# Challenge
Reproduce every one of the entries below, switching each "marker" to "dot" and leaving everything else unchanged.

# Data supplied
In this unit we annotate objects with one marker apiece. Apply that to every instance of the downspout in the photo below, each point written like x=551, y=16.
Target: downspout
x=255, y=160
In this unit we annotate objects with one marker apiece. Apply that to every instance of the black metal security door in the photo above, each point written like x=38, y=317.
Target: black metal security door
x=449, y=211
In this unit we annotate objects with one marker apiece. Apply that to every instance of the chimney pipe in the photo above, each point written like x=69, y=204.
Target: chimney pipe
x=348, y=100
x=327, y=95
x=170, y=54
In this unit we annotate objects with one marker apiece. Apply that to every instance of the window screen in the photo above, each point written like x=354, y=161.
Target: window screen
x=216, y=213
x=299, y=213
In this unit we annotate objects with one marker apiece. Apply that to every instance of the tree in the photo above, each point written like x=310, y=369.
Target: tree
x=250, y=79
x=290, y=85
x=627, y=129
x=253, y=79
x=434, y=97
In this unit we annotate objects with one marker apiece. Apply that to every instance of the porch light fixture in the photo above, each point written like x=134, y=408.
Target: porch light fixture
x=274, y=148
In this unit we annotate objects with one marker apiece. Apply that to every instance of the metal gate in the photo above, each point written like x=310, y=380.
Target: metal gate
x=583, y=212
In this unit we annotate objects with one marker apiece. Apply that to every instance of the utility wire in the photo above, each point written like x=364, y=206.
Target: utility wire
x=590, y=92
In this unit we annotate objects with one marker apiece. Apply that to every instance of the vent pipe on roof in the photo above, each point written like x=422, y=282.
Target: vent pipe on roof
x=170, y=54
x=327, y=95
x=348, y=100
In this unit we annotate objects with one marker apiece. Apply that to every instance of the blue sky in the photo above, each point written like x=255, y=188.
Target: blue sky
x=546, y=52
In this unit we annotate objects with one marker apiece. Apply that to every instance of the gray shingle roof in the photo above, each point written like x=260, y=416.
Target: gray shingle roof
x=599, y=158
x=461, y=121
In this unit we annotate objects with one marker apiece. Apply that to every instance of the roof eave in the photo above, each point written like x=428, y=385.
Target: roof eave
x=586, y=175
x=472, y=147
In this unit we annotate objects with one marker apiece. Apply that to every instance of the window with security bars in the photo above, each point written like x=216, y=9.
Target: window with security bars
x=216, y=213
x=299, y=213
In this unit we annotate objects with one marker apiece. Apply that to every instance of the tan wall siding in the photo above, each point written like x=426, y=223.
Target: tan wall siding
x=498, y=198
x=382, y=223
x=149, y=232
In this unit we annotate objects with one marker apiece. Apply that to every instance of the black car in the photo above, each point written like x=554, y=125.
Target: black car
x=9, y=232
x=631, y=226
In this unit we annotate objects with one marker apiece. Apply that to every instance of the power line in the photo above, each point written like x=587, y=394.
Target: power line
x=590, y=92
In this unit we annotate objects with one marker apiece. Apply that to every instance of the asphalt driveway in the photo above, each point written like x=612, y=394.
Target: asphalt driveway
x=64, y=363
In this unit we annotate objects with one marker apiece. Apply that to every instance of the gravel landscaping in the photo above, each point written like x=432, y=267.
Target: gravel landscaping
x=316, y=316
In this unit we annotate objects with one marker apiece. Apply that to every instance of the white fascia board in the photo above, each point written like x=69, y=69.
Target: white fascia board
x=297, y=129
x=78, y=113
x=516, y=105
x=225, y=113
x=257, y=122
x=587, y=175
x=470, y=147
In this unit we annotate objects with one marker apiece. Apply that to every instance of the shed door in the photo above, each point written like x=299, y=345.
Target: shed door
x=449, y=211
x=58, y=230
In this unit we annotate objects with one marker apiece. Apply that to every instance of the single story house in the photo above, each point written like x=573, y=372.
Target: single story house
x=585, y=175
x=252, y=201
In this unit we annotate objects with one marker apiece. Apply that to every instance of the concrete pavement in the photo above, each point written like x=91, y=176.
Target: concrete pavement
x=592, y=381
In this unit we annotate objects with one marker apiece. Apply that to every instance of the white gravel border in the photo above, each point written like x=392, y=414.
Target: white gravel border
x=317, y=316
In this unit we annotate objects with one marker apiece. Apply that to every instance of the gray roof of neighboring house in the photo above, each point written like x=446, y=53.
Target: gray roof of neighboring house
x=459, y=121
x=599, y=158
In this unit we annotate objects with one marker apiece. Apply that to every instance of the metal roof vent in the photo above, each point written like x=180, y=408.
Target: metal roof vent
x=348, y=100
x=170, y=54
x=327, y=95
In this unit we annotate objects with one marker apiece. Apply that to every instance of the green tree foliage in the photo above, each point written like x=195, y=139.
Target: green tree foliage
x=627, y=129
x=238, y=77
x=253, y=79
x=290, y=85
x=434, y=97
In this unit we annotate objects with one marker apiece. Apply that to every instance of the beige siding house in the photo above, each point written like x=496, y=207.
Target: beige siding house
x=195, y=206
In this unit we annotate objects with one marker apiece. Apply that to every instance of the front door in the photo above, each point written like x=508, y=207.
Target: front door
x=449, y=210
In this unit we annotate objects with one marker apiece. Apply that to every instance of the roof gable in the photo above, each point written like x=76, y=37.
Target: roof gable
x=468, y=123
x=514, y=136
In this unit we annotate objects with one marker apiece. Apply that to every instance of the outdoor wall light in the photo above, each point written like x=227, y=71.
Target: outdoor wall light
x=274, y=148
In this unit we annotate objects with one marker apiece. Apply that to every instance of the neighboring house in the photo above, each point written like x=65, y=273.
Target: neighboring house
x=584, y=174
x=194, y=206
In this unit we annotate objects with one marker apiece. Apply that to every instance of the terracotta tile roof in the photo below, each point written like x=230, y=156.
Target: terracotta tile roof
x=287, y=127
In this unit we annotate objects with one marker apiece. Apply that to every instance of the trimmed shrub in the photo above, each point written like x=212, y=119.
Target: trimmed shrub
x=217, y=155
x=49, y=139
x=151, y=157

# Task answer
In this unit we annotate objects with one dot apiece. Apply that to every instance of the downspout in the photo below, each point written like x=551, y=16.
Target: downspout
x=255, y=160
In this unit we annotate objects with one dot apiece. Apply that to every instance of the black metal security door in the photo above, each point written like x=38, y=317.
Target: black metal security door
x=449, y=211
In this unit we annotate objects with one dot apiece. Apply that to every instance of the chimney pipe in the photo above, each point written like x=69, y=204.
Target: chimney pipe
x=348, y=100
x=327, y=95
x=170, y=54
In this unit we annotate objects with one dot apiece. Apply that to every instance of the window screen in the photo above, each point written like x=354, y=161.
Target: window screen
x=216, y=213
x=299, y=213
In this unit we annotate objects with one dot apiece. Apply that to every instance of the tree in the photo above, each point written like x=310, y=369.
Target: tree
x=250, y=79
x=290, y=85
x=627, y=129
x=253, y=79
x=434, y=97
In this unit we annotate objects with one dot apiece. Apply that to every instance of the porch light fixture in the photo above, each point written like x=134, y=408.
Target: porch light fixture
x=274, y=148
In this unit we annotate objects with one dot apiece. Apply that to every instance of the metal gate in the photo above, each point written like x=310, y=380.
Target: metal gate
x=583, y=212
In this unit we annotate objects with one dot apiece. Apply that to every instance of the utility wire in the photo above, each point written like x=364, y=206.
Target: utility wire
x=590, y=92
In this unit we annotate objects with one dot apiece. Apply that to every instance of the vent pipe on roof in the photo above, each point written like x=422, y=282.
Target: vent pipe on roof
x=170, y=54
x=327, y=95
x=348, y=100
In this unit we annotate objects with one dot apiece. Apply that to every instance of the blue sky in the photo above, each point written like x=255, y=188.
Target: blue sky
x=546, y=52
In this unit we annotate objects with one dot apiece. Apply that to every instance of the gray shingle roof in the photo above, each point written like x=260, y=416.
Target: gray shingle roof
x=599, y=158
x=461, y=121
In this unit we annotate objects with one dot apiece. Apply that to every instance of the roof eave in the photo above, each point written like x=428, y=385.
Target: roof eave
x=586, y=175
x=472, y=147
In this unit we annotate objects with one dot apiece. Apply that to every instance of the window with security bars in the photo above, each point written like x=216, y=9.
Target: window with security bars
x=216, y=213
x=299, y=213
In this unit we annotate objects with one dot apiece. Apply that to every instance of the tan wall siding in the photo above, each point written like x=426, y=223.
Target: tan wall siding
x=498, y=198
x=382, y=223
x=149, y=232
In this unit we annotate objects with one dot apiece. Apply that to every instance of the black car in the photo above, each point written like x=554, y=125.
Target: black car
x=9, y=232
x=631, y=226
In this unit we annotate objects with one dot apiece. Apply that to every instance of the power line in the photo above, each point written like x=587, y=394.
Target: power line
x=590, y=92
In this unit we annotate objects with one dot apiece. Apply that to every instance of the asphalt driveway in the photo above, each point written like x=612, y=394.
Target: asphalt driveway
x=64, y=363
In this unit we annotate objects with one dot apiece. Apply that to every instance of the gravel landscaping in the photo above, each point written like x=432, y=267.
Target: gravel landscaping
x=316, y=316
In this unit we annotate objects with one dot apiece. Apply that to every instance of the white fascia board in the photo above, each point written like x=69, y=69.
Target: white fascia board
x=297, y=129
x=78, y=113
x=516, y=105
x=225, y=113
x=257, y=122
x=587, y=175
x=470, y=147
In this unit we annotate objects with one dot apiece. Apply that to every instance of the shed door in the photo above, each point written like x=299, y=345.
Target: shed door
x=449, y=211
x=58, y=230
In this unit we annotate objects with one dot apiece. Apply that to every instance of the single story house in the photo above, each point written like x=573, y=372.
Target: single story house
x=585, y=175
x=252, y=201
In this unit we annotate objects with one dot apiece. Apply that to every instance of the concrete pavement in the photo above, each point written like x=91, y=176.
Target: concrete pavement
x=592, y=381
In this unit we annotate objects with one dot apiece. Apply that to every instance of the white gravel border in the photo above, each point written like x=392, y=414.
Target: white gravel border
x=317, y=316
In this unit we annotate objects with one dot apiece. Apply that to every instance of the gray roof of neighboring house in the photo above, each point written like x=446, y=53.
Target: gray roof of neighboring house
x=459, y=121
x=599, y=158
In this unit we annotate objects with one dot apiece. Apply that to every instance of the metal roof vent in the photo above, each point written like x=180, y=408.
Target: metal roof vent
x=348, y=100
x=170, y=54
x=327, y=95
In this unit we annotate objects with one dot apiece. Apply that to every instance of the green tree foliage in the photo above, each point written like x=195, y=139.
Target: green tree foliage
x=627, y=129
x=238, y=77
x=253, y=79
x=290, y=85
x=434, y=97
In this unit we annotate objects with one dot apiece. Apply that to every instance of the beige siding house in the photo above, each point written like x=496, y=207.
Target: beige siding house
x=195, y=206
In this unit we annotate objects with one dot apiece. Apply that to every instance of the front door in the photo above, each point written like x=508, y=207.
Target: front door
x=449, y=210
In this unit we annotate objects with one dot apiece. Apply that to every instance of the roof gable in the photo above, each point written like x=76, y=37.
Target: roof gable
x=468, y=123
x=514, y=136
In this unit we annotate objects with one dot apiece. Apply that to every instance of the outdoor wall light in the photo above, each point written like x=227, y=71.
Target: outdoor wall light
x=274, y=148
In this unit we annotate objects with one dot apiece. Apply that to every instance of the neighboring house in the photo above, each point written like x=65, y=273.
Target: neighboring house
x=584, y=174
x=194, y=206
In this unit we annotate objects with one dot apiece. Apply that to every instance of the terracotta tile roof in the photo below, each point written like x=230, y=156.
Target: terracotta tile roof
x=287, y=127
In this unit we annotate objects with one dot apiece. Apply that to every instance of the trimmed shrub in the photo above, each point written like x=212, y=119.
Target: trimmed shrub
x=217, y=155
x=49, y=139
x=151, y=157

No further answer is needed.